BEGIN Document excerpt

On a weekly group meeting two months ago, I learned:
Attach importance to rebuttals. They are important but not many people value them.
Reading papers from different fields helps.
Mastering the most basic but important things/concepts will help your research a lot. For example, friendship paradox, degree of freedom, statistical significance, etc.
In a reply from YY, I learned:
Research and learning should go hand in hand. Don’t separate the two. You should learn by doing. What you learn should contribute to your research. You cannot focus on learning alone. PhD is all about research. If you cannot show the promise to produce high-quality research, no professors are interested in working with you. You risk dropping out of the program.
Update: 2021-05-27 (weekly group meeting): Choosing the right advisor #
- A field guide to graduate school
- Try to know other mentors outside of your current lab/supervisor, through classes or research projects.
- Tenured professors like mentoring young students. Try contacting them. You won’t know they can help you unless you reach out.
- Talk to your fellow PhD students. You can get loads of help and insight from talking with your peers.
- If your current advisor gets pissed off when you collaborate with other professors, leave this advisor as soon as possible. (如果你的导师见到你和别的老师合作进而生气，尽早离开这个老师。)
Update: 2021-07-19 (Research vs. classes) #
- 95% of PhD students focus too much on courses.
- Nobody cares about your grades in graduate school.
- What should be the ratio of time spent on classes to that spent on research? Spend as little time on classes as you can afford. Maximize your research time. Just don’t fail the classes.

END Document excerpt

▶ _Tasks and exercises_:
a – Answer each question using the notes on PhD research advice.
(i) What three concepts are offered as examples of basic but important things to master?
(ii) What share of PhD students is said to focus too much on courses?
(iii) What should a student do if their advisor gets angry when they collaborate with other professors?
b – Reproduce the notes on PhD research advice verbatim, from "- Talk to your" up to and including "fail the classes.".
c – According to the notes on PhD research advice, why should a PhD student not focus on learning alone? Answer in one to three sentences.

BEGIN Supplied entries

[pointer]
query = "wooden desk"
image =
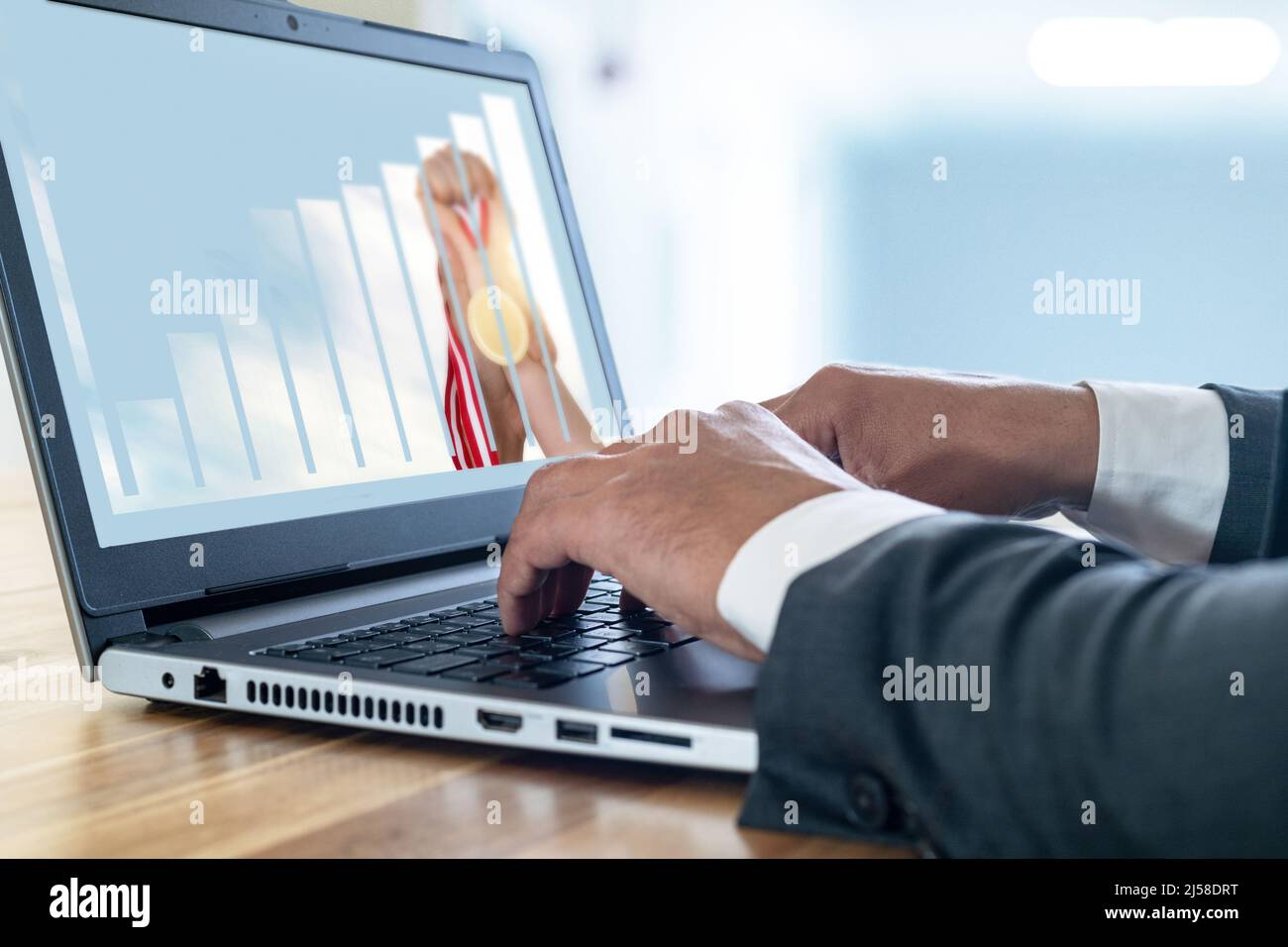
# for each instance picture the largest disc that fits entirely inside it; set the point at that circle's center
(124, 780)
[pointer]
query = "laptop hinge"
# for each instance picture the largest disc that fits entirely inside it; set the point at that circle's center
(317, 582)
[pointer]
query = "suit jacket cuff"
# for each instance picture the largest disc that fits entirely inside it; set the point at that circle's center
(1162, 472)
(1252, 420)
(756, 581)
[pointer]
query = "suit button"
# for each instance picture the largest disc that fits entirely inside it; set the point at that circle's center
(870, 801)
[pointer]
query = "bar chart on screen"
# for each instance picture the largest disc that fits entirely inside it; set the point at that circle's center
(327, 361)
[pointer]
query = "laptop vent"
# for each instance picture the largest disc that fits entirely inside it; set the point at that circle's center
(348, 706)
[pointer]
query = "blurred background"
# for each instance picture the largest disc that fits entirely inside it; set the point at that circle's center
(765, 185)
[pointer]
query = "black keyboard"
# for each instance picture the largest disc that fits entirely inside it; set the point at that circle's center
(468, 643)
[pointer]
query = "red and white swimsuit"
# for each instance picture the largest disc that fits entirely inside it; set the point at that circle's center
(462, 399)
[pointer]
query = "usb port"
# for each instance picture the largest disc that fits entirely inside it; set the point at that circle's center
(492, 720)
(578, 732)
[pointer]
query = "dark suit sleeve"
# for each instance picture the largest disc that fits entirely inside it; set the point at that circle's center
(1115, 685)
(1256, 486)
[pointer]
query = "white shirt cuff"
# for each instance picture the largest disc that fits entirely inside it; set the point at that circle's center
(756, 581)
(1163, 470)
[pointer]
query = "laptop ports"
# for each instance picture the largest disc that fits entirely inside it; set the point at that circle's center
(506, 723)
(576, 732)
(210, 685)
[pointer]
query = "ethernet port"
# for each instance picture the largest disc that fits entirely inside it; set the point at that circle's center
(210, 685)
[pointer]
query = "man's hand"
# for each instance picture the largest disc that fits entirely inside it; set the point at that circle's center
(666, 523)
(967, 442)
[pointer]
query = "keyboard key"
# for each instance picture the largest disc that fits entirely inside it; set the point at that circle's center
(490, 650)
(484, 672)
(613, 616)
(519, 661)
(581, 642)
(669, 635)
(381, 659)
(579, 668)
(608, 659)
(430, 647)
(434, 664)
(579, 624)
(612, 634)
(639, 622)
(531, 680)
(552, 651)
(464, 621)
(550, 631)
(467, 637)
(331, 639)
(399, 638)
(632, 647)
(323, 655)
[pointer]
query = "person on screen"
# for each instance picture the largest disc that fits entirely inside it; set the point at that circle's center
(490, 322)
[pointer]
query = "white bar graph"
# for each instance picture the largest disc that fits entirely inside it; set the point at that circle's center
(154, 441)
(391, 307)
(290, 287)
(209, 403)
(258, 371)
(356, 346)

END Supplied entries

▶ _Responses per task_:
a –
(i) Friendship paradox, degree of freedom, and statistical significance.
(ii) 95%.
(iii) Leave that advisor as soon as possible.

b –
- Talk to your fellow PhD students. You can get loads of help and insight from talking with your peers.
- If your current advisor gets pissed off when you collaborate with other professors, leave this advisor as soon as possible. (如果你的导师见到你和别的老师合作进而生气，尽早离开这个老师。)
Update: 2021-07-19 (Research vs. classes) #
- 95% of PhD students focus too much on courses.
- Nobody cares about your grades in graduate school.
- What should be the ratio of time spent on classes to that spent on research? Spend as little time on classes as you can afford. Maximize your research time. Just don’t fail the classes.

c – A PhD is all about research, so what a student learns should contribute to their research. If a student cannot show the promise to produce high-quality research, no professors will be interested in working with them, and they risk dropping out of the program.